# EXTRACT
Parenting is a Journey
An Adventure of Discovery Not Only of our Children But of Ourselves as Well
Kids are not meant to be emotional Ping-Pong balls. Yet sometimes that’s exactly how parents play them, whether they mean to or not.
It’s not easy to be a kid sometimes — hasn’t been for a few decades now, especially since the “Leave it to Beaver” family model went the way of the black-and-white television.
It was inevitable. Increased gender equality — a good thing, of course — transformed more parents into real individuals with careers, and wants and needs, and possessing other factors that sometimes, unfortunately, drive families apart.
Oh, we still have many of the same problems as ever. Only now, parents have more options in how they react when those problems grow too large to ignore.
My family seems to be going through one of those times. It’s been a long year, and when that happens, it’s especially long for the children. And they need special attention.
Like they say, focus on the kids. Which is sometimes easier said than done, but it has to be.

# WORK INSTRUCTIONS
Keep writing the parenting piece, starting after its final sentence.

# GIVEN DATA

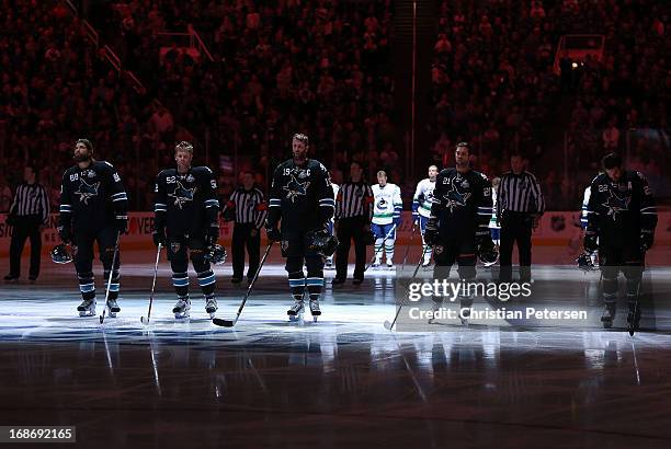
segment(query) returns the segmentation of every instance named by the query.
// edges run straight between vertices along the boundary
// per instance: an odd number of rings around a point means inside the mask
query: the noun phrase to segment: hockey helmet
[[[72,262],[72,255],[62,243],[54,246],[52,250],[52,261],[57,264],[67,264]]]
[[[576,263],[578,264],[578,268],[582,269],[583,272],[591,272],[594,269],[594,263],[592,262],[592,256],[590,253],[580,254],[576,260]]]
[[[330,257],[338,249],[338,239],[328,231],[311,232],[308,249],[325,257]]]
[[[205,260],[211,264],[221,265],[226,262],[226,249],[219,244],[214,244],[205,252]]]
[[[497,262],[499,262],[499,250],[496,246],[491,246],[491,249],[480,251],[478,253],[478,258],[485,266],[492,266]]]

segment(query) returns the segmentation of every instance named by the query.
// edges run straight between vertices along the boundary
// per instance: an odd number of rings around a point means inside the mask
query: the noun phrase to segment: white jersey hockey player
[[[373,266],[379,266],[382,263],[384,242],[387,267],[391,268],[394,267],[396,228],[400,226],[403,202],[400,196],[400,188],[396,184],[387,183],[387,173],[382,170],[377,172],[377,184],[373,185],[372,189],[375,202],[371,226],[371,230],[375,234],[375,262]]]
[[[428,246],[424,242],[424,231],[427,230],[427,222],[431,217],[431,204],[433,203],[433,188],[435,187],[435,177],[437,176],[437,166],[429,166],[429,177],[420,181],[417,184],[414,196],[412,197],[412,221],[414,225],[419,225],[420,232],[422,234],[422,251],[424,254],[424,261],[422,266],[428,266],[431,263],[431,246]]]

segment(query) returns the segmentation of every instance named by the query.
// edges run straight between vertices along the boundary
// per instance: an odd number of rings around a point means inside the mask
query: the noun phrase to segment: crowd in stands
[[[122,173],[137,210],[150,209],[152,180],[179,140],[193,140],[196,161],[221,172],[224,196],[236,183],[231,165],[265,185],[297,130],[309,130],[337,181],[352,160],[399,184],[417,181],[395,147],[391,0],[120,0],[90,11],[99,47],[62,2],[0,3],[0,212],[27,162],[56,205],[72,141],[84,136]],[[604,150],[624,148],[629,128],[668,127],[666,3],[462,0],[437,12],[430,130],[440,165],[468,140],[488,174],[504,171],[511,151],[538,172],[566,134],[571,163],[593,171]],[[212,60],[164,35],[189,24]],[[555,72],[559,36],[584,32],[605,36],[604,58],[575,68],[566,59]],[[103,44],[144,91],[112,68]],[[668,142],[645,133],[632,141],[636,168],[663,177]],[[576,208],[582,186],[546,165],[549,204]]]
[[[628,150],[632,128],[668,127],[668,4],[653,0],[443,1],[432,67],[434,158],[469,140],[487,156],[480,168],[500,173],[508,154],[520,152],[548,182],[548,203],[575,207],[583,188],[577,171],[594,173],[605,151]],[[603,35],[603,58],[560,55],[554,70],[559,39],[570,34]],[[548,163],[564,162],[565,141],[569,179]],[[640,141],[630,158],[659,171],[668,141]]]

# TASK RESULT
Partners occasionally become less tolerant of each other’s flaws and will only take so much before the benefits no longer outweigh the downside. So you — hopefully — get to work, before the family portrait becomes fractured. Which can be sad, frustrating and even hopeless for kids. Sometimes, with work, things can be repaired. Sometimes, they just can’t.
But that doesn’t mean one should lose hope, especially when dealing with children.
My happy family, about which I’ve spent years writing, has experienced a turbulent year: job loss, death, hospitalization, anxiety, misplaced priorities, bad Facebook posts. And to be honest, I’m not always the easiest person with whom to live. Right. Hard to believe.
This year, I got — let’s say — less easy.
For more than a decade, we lived as a blended family — a “yours, mine and ours” kind of thing. Most of the time it felt seamless and natural. This year some cracks started showing. And to be fair, it was mostly me working the jackhammer. My wife has been incredibly patient with me over the years because, well, I’m not exactly normal. Which is good and sometimes not so good.
This year, the patience ran low. Which happens in families. Only, I underestimated the situation. Now my kids are dealing with some fallout I didn’t expect. Which is the worst part.
Some say it happens to everyone. I’ve actually had people tell me it builds character when kids need some adversity to demonstrate life isn’t all smartphones and shopping malls.
But when you’re the parent of a kid going through that, in two words, it sucks.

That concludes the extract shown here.